## [SELECTED EXTRACT]
((

Eos: Verifiable elections

Work in progress – current development is focusing on an API for elections and cryptography, future work will be directed towards a functional user interface

Comparison with competitors

Helios Eos
Usable Yes No
Good Yes No
Eye Candy No Heck No

Cryptographic details and references

Eos aims to be implementation-agnostic with respect to cryptographic details. The included eos.psr package provides an example implementation with the following particulars:

  • ElGamal encryption
    • MENEZES, Alfred J., Paul C. VAN OORSCHOT and Scott A. VANSTONE. Handbook of Applied Cryptography. CRC Press, 2001. Fifth printing. ISBN 978-0-8493-8523-0. Available from: http://cacr.uwaterloo.ca/hac/
  • Distributed threshold ElGamal due to Pedersen (1991) – planned
  • Signed ElGamal due to Schnorr and Jakobsson (2000)
    • SCHNORR, Claus Peter and Markus JAKOBSSON. ‘Security of Signed ElGamal Encryption’. In: T. OKAMOTO, ed. Advances in Cryptology – ASIACRYPT 2000. Berlin: Springer-Verlag, 2000. pp. 73–89. Lecture Notes in Computer Science, vol. 1976. ISBN 978-3-540-44448-0. Available from: https://doi.org/10.1007/3-540-44448-3_7
  • Randomised partial checking (RPC) due to Jakobsson, Juels and Rivest (2002)
    • JAKOBSSON, Markus, Ari JUELS and Ronald L. RIVEST. ‘Making Mix Nets Robust For Electronic Voting By Randomized Partial Checking’. In: Proceedings of the 11th USENIX Security Symposium. pp. 339–353. Berkeley: USENIX Association, 2002. Available from: https://www.usenix.org/event/sec02/full_papers/jakobsson/jakobsson.pdf
    • Taking note of points raised by Khazaei and Wikström (2013)

))

## [DATA ENTRIES]
((

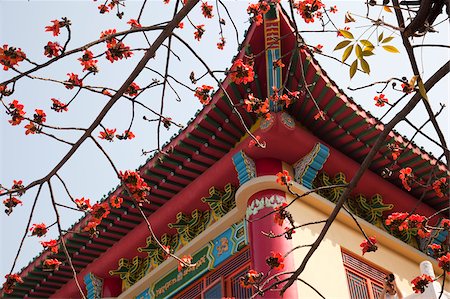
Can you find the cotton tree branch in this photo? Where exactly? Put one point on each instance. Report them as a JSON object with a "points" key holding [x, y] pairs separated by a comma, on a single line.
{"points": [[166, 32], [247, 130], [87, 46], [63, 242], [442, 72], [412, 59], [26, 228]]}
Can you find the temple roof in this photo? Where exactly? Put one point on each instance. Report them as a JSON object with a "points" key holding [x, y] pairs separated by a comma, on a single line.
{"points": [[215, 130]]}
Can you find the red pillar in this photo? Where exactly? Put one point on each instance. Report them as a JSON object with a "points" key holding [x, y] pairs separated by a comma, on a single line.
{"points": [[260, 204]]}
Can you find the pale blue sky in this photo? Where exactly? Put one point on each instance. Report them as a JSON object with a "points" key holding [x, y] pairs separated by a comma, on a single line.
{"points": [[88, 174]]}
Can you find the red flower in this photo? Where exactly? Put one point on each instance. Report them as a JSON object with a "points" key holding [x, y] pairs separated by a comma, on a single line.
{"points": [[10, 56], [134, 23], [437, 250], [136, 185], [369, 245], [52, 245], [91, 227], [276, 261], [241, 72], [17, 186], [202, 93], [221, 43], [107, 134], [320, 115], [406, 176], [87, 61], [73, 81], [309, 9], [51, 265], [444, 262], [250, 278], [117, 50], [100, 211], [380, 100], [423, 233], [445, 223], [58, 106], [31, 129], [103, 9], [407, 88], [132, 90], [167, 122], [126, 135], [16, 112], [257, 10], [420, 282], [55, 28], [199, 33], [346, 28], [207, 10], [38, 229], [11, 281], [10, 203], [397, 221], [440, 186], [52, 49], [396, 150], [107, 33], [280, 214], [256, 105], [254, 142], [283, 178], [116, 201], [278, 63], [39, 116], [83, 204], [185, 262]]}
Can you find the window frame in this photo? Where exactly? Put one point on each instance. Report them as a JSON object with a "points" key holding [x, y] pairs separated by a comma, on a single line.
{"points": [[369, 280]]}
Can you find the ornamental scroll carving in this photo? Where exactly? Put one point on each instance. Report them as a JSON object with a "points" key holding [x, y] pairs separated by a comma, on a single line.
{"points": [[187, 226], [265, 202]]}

))
((

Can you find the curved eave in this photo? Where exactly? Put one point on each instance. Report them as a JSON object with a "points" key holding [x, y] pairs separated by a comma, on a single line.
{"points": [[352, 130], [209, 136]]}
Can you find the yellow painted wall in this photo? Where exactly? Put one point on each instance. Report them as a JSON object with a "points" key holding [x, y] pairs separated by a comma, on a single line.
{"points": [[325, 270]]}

))

## [TASKS TO COMPLETE]
a) Please reproduce the Eos project page from "Eos aims to" up to and including "and Jakobsson (2000)".
b) Shorten the paragraph of the Eos project page that begins "Eos aims to be implementation-agnostic" while keeping its main facts.

## [ANSWERS]
a)
Eos aims to be implementation-agnostic with respect to cryptographic details. The included eos.psr package provides an example implementation with the following particulars:

  • ElGamal encryption
    • MENEZES, Alfred J., Paul C. VAN OORSCHOT and Scott A. VANSTONE. Handbook of Applied Cryptography. CRC Press, 2001. Fifth printing. ISBN 978-0-8493-8523-0. Available from: http://cacr.uwaterloo.ca/hac/
  • Distributed threshold ElGamal due to Pedersen (1991) – planned
  • Signed ElGamal due to Schnorr and Jakobsson (2000)

b) Eos is meant to work regardless of the cryptographic details used, and its included eos.psr package is one example implementation with specific particulars.